[文档节选]:
◇ ◇ ◇

Cf/SiC复合材料微小孔的钻削加工特性

doi:10.3969/j.issn.1004-132X.2025.07.023

摘要/Abstract

摘要： 采用金刚石钻头在垂直和平行于Cf/SiC复合材料编织面方向上加工了直径0.5 mm的孔，探讨了钻削方式和工艺参数对钻削力、孔质量和刀具磨损的影响，研究了材料的去除机理和刀具的磨损机理。研究结果表明，与平行钻削相比，垂直钻削的轴向力大30%、孔口损伤因子小8%、圆度误差大20%且刀具磨损速率小。分层缺陷导致平行钻削的孔壁表面粗糙度小于垂直钻削。纤维方向角对材料去除机理有较大影响，纤维方向角为0°～90°时，碳纤维发生剪切断裂，表面质量较好；纤维方向角为90°～180°时，碳纤维发生弯曲断裂，表面质量较差。

关键词: Cf/SiC复合材料, 钻削, 孔质量, 纤维方向角, 材料去除机理

Abstract: Diamond drills were used to drill holes of 0.5 mm diameter on Cf/SiC composite materials in vertical direction and parallel direction to the fiber weaving. The effects of drilling method and processing parameters on drilling forces, hole quality and tool wear were investigated. Material removal mechanism and tool wear mechanism were studied. The results show that vertical drilling has 30% greater thrust forces, 8% less hole damage factor, 20% greater roundness errors, and less tool wear rate than those of parallel drilling. Delamination defects result in smaller surface roughness of hole walls for parallel drilling than those of vertical drilling. The FOA has a significant impact on the material removal mechanism: when FOA is as 0° to 90°, the carbon fibers undergo shear fracture resulting in better surface quality; when FOA is as 90° to 180°, the carbon fibers undergo bending fracture leading to poorer surface quality.

◇ ◇ ◇

[练习 1]:
列出这段关于Cf/SiC复合材料钻削的文档节选所给的全部中文关键词。

[给定记录]:
◇ ◇ ◇

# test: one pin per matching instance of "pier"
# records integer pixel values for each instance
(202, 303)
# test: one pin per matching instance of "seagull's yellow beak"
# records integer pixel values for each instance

◇ ◇ ◇

[练习 2]:
把上面的全部记录逐行照抄一遍，不作任何改动。

[结果 1]:
Cf/SiC复合材料、钻削、孔质量、纤维方向角、材料去除机理

[结果 2]:
# test: one pin per matching instance of "pier"
# records integer pixel values for each instance
(202, 303)
# test: one pin per matching instance of "seagull's yellow beak"
# records integer pixel values for each instance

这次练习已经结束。